[Direction]:
Could you reproduce the passage of the blog post about a Spring developer's day from "I usually wake" up to and including "to look into."?

[Excerpt provided]:
========================================================================

A day in the life of one Spring developer

By Greg Turnquist

Greg is a member of the Spring team, an author of several books on Spring Boot, conference speaker, and the lead for Spring Data JPA.

November 14, 2013

Recently I have been cheering each day that I wake up and work on the Spring team. I was also inspired by Ollie’s recent slide show that explained many of our tools we use to build professional grade, open source software. So I thought I might capture my own version of why it’s so exciting to work with this team by walking through a single day – today!

Warming up

I usually wake up between 7:00 and 7:30. I mozy up to get both of the kids and bring them downstairs. I put together some breakfast. After they start eating, I begin sipping my first cup of coffee and check for new email on my iPhone to see what big things I need to look into.

At my old job, I would have been heading out the door by 6:00 and joining the great commute to get across town. Now I get to cash in on that spare time with more sleep. And since most of my colleagues work in different time zones, there’s no rush as to when I start working anyway. Nice!

I saw an email from Gunnar about blogging the new release of Spring XD 1.0.0.M4. I figure when I get back from dropping the kids off at school that I can post some extra tweets to his blog post as well as the new guide I updated to go along with that release.

========================================================================

[Dataset content]:
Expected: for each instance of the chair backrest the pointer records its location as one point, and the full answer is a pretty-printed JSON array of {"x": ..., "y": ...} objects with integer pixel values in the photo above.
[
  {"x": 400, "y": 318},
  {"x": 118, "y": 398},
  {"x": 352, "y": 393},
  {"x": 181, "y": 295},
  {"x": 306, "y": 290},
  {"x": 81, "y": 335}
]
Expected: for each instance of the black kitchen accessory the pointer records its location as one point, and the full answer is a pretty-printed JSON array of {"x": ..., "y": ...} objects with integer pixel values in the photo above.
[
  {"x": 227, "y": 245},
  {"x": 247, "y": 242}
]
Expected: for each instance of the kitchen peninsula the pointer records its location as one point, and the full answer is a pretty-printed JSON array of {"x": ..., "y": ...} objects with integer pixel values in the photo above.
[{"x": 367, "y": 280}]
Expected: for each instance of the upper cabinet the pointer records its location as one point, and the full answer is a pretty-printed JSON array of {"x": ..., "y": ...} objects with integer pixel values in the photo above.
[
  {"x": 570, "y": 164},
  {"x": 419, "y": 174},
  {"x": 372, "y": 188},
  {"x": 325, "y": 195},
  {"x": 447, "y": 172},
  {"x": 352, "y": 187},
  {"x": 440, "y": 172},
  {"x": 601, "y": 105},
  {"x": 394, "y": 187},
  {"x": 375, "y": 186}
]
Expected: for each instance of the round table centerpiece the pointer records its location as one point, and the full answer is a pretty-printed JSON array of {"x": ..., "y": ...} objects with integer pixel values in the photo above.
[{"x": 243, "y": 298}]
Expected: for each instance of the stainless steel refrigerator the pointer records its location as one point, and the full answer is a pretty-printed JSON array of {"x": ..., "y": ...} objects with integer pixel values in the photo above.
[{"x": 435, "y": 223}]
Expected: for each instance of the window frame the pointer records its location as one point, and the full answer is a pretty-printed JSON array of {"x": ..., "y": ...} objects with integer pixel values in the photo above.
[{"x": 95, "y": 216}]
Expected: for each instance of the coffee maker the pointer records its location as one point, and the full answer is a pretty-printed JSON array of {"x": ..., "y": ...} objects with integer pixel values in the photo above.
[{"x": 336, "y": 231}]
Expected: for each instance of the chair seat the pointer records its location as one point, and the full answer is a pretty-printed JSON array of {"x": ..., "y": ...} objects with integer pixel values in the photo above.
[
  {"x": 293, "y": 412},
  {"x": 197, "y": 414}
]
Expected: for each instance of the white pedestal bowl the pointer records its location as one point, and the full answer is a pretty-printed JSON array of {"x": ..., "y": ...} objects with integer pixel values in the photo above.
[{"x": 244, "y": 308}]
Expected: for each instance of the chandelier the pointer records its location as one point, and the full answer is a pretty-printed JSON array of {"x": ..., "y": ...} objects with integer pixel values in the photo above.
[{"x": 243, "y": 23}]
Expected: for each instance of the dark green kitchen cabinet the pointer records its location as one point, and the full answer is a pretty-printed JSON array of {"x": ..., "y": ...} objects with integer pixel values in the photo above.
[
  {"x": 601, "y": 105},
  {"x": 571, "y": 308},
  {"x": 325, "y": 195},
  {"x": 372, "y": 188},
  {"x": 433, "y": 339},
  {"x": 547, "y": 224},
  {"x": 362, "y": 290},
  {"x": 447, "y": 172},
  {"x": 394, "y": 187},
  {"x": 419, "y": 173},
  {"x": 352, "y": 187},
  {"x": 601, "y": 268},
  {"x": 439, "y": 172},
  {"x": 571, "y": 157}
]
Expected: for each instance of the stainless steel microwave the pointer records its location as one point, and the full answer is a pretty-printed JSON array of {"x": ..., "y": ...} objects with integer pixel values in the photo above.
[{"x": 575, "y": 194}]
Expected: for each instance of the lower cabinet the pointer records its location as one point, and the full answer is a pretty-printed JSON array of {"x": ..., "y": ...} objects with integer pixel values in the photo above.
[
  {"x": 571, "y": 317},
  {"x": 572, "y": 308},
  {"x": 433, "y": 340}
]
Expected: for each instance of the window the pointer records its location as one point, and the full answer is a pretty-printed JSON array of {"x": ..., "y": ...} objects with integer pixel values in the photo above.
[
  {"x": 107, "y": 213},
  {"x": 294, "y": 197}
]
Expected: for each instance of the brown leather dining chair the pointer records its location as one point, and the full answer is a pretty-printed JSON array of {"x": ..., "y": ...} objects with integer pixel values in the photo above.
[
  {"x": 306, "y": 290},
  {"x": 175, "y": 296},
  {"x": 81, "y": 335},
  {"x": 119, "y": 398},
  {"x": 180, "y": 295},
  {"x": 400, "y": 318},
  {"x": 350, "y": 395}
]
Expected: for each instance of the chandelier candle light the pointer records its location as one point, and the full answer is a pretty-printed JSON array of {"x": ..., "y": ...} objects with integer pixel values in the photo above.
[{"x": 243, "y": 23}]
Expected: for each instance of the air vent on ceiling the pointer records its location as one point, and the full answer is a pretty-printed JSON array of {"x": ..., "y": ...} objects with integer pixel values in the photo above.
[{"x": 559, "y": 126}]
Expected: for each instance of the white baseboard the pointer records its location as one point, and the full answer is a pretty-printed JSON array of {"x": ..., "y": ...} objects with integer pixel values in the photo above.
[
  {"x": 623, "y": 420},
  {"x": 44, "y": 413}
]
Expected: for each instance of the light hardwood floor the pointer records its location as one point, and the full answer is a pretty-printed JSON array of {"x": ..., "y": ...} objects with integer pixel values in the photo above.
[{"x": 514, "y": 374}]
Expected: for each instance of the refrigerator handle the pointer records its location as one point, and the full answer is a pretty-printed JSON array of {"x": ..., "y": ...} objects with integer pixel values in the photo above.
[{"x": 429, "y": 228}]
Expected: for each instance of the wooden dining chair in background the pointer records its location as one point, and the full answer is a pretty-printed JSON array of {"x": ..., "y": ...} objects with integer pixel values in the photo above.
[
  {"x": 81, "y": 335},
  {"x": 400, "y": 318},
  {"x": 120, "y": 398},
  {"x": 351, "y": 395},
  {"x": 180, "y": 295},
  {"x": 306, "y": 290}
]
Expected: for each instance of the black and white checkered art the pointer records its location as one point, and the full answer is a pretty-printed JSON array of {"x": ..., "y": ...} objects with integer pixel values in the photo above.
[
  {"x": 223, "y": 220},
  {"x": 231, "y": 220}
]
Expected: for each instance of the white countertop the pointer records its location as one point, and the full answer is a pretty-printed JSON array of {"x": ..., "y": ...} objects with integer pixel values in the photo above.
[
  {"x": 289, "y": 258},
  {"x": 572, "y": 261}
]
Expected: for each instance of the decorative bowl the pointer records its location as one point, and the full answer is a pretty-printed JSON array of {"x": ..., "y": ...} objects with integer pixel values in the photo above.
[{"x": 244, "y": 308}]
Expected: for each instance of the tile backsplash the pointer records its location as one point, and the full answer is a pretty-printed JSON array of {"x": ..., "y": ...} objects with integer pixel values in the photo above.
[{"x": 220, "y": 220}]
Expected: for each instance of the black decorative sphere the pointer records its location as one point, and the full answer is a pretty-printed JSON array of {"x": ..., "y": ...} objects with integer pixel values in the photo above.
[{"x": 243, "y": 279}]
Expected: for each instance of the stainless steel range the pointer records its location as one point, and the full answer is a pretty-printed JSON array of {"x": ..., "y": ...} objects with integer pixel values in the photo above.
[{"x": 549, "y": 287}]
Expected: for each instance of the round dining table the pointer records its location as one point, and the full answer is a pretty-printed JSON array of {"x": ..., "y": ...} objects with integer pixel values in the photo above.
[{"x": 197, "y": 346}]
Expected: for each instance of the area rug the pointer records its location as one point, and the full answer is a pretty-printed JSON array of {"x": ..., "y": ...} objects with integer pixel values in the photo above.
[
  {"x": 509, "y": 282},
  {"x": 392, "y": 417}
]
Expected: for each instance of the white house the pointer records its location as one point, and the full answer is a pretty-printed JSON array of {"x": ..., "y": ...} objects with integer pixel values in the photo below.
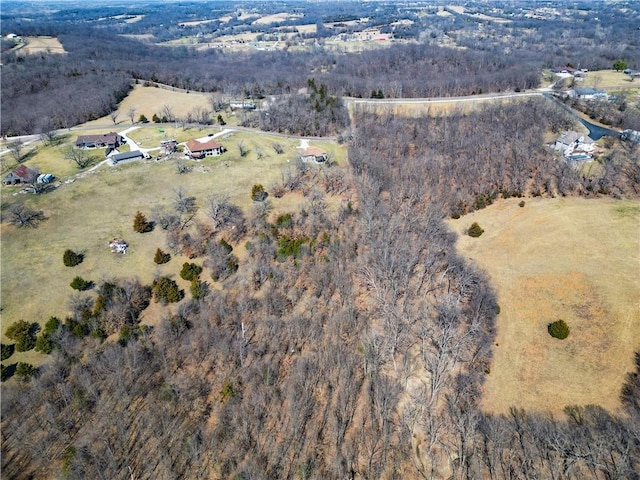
[{"x": 587, "y": 94}]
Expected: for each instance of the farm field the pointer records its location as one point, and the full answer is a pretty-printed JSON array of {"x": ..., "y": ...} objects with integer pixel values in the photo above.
[
  {"x": 565, "y": 258},
  {"x": 608, "y": 79},
  {"x": 148, "y": 101},
  {"x": 99, "y": 206},
  {"x": 39, "y": 45}
]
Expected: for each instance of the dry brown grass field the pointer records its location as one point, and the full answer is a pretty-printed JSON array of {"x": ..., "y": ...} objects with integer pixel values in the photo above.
[
  {"x": 87, "y": 214},
  {"x": 37, "y": 45},
  {"x": 148, "y": 101},
  {"x": 423, "y": 107},
  {"x": 565, "y": 258},
  {"x": 608, "y": 79}
]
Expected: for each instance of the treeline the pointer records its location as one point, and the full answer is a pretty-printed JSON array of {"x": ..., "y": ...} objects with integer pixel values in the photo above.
[
  {"x": 470, "y": 159},
  {"x": 350, "y": 342}
]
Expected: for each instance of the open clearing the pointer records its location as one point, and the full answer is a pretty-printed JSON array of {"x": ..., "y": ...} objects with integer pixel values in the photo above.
[
  {"x": 90, "y": 212},
  {"x": 568, "y": 258},
  {"x": 36, "y": 45}
]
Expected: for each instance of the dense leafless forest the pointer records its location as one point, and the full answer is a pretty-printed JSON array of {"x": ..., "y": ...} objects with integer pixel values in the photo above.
[
  {"x": 349, "y": 345},
  {"x": 352, "y": 342},
  {"x": 55, "y": 91}
]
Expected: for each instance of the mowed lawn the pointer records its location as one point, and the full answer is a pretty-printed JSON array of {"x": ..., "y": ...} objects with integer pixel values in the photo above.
[
  {"x": 87, "y": 214},
  {"x": 565, "y": 258}
]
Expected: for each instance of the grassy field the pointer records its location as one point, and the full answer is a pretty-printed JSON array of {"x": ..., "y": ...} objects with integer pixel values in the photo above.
[
  {"x": 99, "y": 206},
  {"x": 608, "y": 79},
  {"x": 38, "y": 45},
  {"x": 148, "y": 101},
  {"x": 573, "y": 259}
]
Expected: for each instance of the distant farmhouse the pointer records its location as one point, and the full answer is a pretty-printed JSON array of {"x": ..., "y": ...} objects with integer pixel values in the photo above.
[
  {"x": 575, "y": 146},
  {"x": 313, "y": 154},
  {"x": 107, "y": 140},
  {"x": 116, "y": 158},
  {"x": 198, "y": 150},
  {"x": 168, "y": 146},
  {"x": 22, "y": 174}
]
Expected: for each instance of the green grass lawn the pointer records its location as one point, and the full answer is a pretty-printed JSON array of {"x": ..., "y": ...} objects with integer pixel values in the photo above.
[{"x": 88, "y": 213}]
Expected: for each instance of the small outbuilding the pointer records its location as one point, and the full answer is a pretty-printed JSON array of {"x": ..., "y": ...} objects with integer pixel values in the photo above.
[
  {"x": 118, "y": 246},
  {"x": 198, "y": 150},
  {"x": 106, "y": 140},
  {"x": 22, "y": 174},
  {"x": 314, "y": 154}
]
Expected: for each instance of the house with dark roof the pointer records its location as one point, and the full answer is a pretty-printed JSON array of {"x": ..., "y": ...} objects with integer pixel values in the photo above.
[
  {"x": 587, "y": 93},
  {"x": 106, "y": 140},
  {"x": 313, "y": 154},
  {"x": 126, "y": 156},
  {"x": 196, "y": 149},
  {"x": 22, "y": 174}
]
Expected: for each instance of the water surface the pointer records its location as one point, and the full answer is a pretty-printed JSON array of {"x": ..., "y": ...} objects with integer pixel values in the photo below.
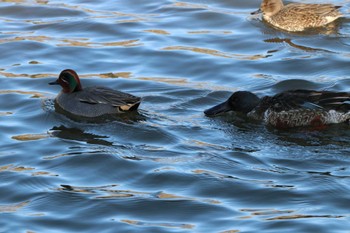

========================================================================

[Final result]:
I usually wake up between 7:00 and 7:30. I mozy up to get both of the kids and bring them downstairs. I put together some breakfast. After they start eating, I begin sipping my first cup of coffee and check for new email on my iPhone to see what big things I need to look into.